-- Text for analysis follows --

What do we know about that kind of metabolism from similar microbes living in oxygen free places?
"Acetate was metabolized primarily to methane in the sediments and water immediately above the sediment. Sulfide inhibition studies and temperature activity profiles demonstrated that acetate metabolism was performed by several microbial populations. Sulfide additions (less than 5 μg/ml) to water from 21.5 m stimulated methanogenesis from acetate, but inhibited CO2 production."M. R. Winfrey and J. G. Zeikus "Microbial Methanogenesis and Acetate Metabolism in a Meromictic Lake" Appl Environ Microbiol. 1979 February; 37(2): 213–221.
And there are sulfides in ice cores that could inhibit CO2 formation
"The average COS mixing ratio of the SPRESSO data set is (331±18) ppt (parts per trillion in mol/mol, ±1[sigma], n=100), excluding 6 outliers. These data confirm earlier firn air and ice core measurements indicating that the late 20th century COS levels of 500 ppt are greatly increased over preindustrial levels and represent the highest atmospheric levels over the past 2000 years. The data also provide evidence of climate-related variability on centennial time-scales, with relative maxima at the peaks of Medieval Climate Anomaly and Little Ice Age. There is evidence
for a long-term increasing trend in COS of 1.8 ppt per 100 years. Further ice core studies will be needed to determine whether this trend reflects secular variability in atmospheric COS, or a slow post-depositional chemical loss of COS in the ice core." M. Aydin et al, " Carbonyl sulfide in air extracted from a South Pole ice core: a 2000 year record" Atmos. Chem. Phys., 8, 7533–7542, 2008
The fact that the sulfide increases with time may be indicative that microbes are using it up which would mess up the air chemistry derived from ice cores.

-- Text for analysis concluded --
-- Information shown follows --

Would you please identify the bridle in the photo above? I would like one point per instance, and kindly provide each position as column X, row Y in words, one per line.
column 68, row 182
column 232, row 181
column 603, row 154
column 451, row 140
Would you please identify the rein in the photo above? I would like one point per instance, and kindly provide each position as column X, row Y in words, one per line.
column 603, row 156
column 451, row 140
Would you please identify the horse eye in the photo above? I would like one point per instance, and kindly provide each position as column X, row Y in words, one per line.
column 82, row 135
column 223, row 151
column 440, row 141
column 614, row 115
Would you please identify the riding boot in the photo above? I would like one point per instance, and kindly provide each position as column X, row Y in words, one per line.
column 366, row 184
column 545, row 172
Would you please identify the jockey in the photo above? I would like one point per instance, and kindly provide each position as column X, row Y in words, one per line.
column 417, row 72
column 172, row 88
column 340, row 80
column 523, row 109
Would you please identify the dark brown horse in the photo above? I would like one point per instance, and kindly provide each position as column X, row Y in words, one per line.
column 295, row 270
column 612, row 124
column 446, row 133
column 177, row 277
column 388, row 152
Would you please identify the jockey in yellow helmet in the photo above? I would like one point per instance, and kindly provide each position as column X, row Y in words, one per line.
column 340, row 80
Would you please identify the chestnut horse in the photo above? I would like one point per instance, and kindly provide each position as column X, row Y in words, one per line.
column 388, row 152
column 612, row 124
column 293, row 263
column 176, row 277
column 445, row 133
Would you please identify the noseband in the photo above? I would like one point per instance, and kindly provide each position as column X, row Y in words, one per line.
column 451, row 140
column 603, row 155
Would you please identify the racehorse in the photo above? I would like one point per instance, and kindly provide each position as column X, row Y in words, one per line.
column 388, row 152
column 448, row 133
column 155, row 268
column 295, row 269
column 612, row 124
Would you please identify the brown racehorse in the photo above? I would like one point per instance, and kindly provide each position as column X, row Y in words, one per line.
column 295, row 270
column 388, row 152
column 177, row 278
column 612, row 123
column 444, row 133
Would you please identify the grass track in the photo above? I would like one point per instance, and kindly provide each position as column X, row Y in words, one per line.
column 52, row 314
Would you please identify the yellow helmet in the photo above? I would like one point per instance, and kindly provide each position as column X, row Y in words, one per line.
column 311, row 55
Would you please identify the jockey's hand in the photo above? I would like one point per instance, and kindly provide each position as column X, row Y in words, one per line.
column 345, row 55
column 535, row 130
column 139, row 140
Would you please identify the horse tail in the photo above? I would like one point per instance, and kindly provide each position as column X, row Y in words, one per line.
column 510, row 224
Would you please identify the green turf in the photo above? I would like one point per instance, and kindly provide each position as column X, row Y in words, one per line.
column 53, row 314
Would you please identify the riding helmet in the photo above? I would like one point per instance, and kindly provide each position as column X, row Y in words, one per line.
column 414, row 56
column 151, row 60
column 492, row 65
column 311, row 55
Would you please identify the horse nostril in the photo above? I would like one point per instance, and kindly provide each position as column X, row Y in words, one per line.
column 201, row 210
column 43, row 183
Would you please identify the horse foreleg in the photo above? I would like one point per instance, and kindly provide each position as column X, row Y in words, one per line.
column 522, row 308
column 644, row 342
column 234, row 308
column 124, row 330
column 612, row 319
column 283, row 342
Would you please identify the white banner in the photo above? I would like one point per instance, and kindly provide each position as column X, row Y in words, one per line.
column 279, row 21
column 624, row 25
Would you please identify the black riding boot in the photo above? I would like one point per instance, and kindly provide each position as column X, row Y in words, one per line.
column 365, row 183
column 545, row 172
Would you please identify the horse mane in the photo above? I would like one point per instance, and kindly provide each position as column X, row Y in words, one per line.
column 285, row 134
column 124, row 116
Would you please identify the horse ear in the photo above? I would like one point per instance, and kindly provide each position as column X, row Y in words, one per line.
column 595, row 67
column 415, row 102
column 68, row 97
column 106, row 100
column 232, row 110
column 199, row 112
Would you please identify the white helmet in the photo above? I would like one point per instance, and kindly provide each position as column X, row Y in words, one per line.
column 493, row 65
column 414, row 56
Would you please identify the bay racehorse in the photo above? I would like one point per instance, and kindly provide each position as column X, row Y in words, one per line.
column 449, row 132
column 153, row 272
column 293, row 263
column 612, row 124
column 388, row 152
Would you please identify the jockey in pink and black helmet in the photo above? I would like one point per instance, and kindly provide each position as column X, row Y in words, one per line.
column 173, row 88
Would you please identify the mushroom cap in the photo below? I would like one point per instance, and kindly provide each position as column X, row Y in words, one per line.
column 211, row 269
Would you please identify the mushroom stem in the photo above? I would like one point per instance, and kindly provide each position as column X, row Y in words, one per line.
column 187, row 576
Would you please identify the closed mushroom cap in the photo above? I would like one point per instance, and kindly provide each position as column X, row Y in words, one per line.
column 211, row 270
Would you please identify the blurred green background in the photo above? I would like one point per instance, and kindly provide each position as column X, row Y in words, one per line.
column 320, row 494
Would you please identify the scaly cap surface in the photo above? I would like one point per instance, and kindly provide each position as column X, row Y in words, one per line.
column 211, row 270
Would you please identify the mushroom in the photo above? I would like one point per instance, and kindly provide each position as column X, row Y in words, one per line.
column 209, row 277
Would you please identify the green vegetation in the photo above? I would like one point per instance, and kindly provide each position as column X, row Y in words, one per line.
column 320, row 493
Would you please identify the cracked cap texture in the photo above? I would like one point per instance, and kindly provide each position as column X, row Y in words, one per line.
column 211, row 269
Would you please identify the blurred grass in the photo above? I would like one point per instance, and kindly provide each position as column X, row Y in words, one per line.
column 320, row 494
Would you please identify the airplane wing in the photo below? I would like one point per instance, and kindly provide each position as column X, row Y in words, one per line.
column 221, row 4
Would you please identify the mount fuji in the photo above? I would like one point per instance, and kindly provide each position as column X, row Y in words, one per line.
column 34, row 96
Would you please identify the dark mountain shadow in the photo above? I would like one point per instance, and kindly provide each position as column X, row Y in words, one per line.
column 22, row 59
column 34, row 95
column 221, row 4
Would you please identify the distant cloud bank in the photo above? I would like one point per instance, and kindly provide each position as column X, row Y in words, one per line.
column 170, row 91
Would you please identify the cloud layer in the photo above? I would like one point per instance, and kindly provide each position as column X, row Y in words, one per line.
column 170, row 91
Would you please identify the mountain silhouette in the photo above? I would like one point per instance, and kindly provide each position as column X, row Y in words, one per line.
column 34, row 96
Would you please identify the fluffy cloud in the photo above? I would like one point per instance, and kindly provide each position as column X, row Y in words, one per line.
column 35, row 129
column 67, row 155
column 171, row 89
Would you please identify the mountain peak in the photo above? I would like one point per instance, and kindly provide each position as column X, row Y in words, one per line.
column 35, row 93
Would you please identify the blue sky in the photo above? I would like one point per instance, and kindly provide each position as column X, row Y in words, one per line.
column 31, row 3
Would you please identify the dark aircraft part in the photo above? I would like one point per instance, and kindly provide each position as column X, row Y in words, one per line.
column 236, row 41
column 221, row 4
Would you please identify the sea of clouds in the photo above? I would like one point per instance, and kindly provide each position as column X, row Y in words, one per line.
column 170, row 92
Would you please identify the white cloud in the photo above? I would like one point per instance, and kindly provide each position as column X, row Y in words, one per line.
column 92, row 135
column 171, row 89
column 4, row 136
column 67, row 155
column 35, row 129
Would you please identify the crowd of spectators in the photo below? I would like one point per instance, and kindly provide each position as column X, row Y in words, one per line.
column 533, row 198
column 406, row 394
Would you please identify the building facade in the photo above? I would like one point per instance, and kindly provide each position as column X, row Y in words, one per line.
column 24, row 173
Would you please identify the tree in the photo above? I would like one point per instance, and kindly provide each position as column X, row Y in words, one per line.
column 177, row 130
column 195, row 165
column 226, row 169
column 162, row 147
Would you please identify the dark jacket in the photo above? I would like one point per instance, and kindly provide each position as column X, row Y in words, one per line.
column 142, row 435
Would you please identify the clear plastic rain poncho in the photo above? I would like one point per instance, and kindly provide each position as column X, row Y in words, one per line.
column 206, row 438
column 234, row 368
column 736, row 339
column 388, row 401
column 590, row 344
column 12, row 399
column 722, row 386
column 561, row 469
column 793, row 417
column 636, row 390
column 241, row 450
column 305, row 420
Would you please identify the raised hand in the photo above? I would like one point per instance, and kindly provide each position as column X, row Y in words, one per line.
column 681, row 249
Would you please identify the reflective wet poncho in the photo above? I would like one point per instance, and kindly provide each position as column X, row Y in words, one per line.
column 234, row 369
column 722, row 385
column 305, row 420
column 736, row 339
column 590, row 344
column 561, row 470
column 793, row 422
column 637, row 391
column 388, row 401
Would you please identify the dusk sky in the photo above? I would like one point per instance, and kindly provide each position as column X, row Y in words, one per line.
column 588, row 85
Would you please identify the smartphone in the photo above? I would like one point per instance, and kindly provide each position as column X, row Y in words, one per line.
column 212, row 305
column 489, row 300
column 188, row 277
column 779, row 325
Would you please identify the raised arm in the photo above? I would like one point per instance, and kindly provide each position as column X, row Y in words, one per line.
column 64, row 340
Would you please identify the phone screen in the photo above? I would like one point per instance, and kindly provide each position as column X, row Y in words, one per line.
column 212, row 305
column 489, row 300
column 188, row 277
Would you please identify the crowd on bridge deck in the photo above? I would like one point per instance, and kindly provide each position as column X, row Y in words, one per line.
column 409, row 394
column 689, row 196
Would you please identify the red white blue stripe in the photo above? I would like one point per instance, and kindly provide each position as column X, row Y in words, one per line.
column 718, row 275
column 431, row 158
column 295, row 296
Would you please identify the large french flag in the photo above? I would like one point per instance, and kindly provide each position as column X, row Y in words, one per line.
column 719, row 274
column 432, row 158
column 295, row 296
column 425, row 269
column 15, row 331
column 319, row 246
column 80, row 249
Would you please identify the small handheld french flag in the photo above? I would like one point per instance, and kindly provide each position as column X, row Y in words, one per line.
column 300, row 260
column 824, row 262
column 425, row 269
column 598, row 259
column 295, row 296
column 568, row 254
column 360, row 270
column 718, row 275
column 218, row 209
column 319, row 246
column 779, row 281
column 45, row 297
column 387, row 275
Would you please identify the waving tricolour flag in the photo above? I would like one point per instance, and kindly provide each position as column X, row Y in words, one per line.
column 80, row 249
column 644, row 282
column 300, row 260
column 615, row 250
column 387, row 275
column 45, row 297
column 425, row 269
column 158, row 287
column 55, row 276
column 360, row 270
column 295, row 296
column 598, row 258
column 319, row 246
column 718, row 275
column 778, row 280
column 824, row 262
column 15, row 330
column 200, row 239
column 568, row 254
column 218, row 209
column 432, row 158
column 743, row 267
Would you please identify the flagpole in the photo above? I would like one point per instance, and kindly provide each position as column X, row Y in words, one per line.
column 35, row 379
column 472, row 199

-- Information shown concluded --

▶ _Work item_:
How would you put this sentence from the ice-core text into Spanish: "Acetate was metabolized primarily to methane in the sediments and water immediately above the sediment."? The lines are separate material and have no connection to the ice-core text.

▶ _Problem solution_:
El acetato se metabolizó principalmente a metano en los sedimentos y en el agua inmediatamente por encima del sedimento.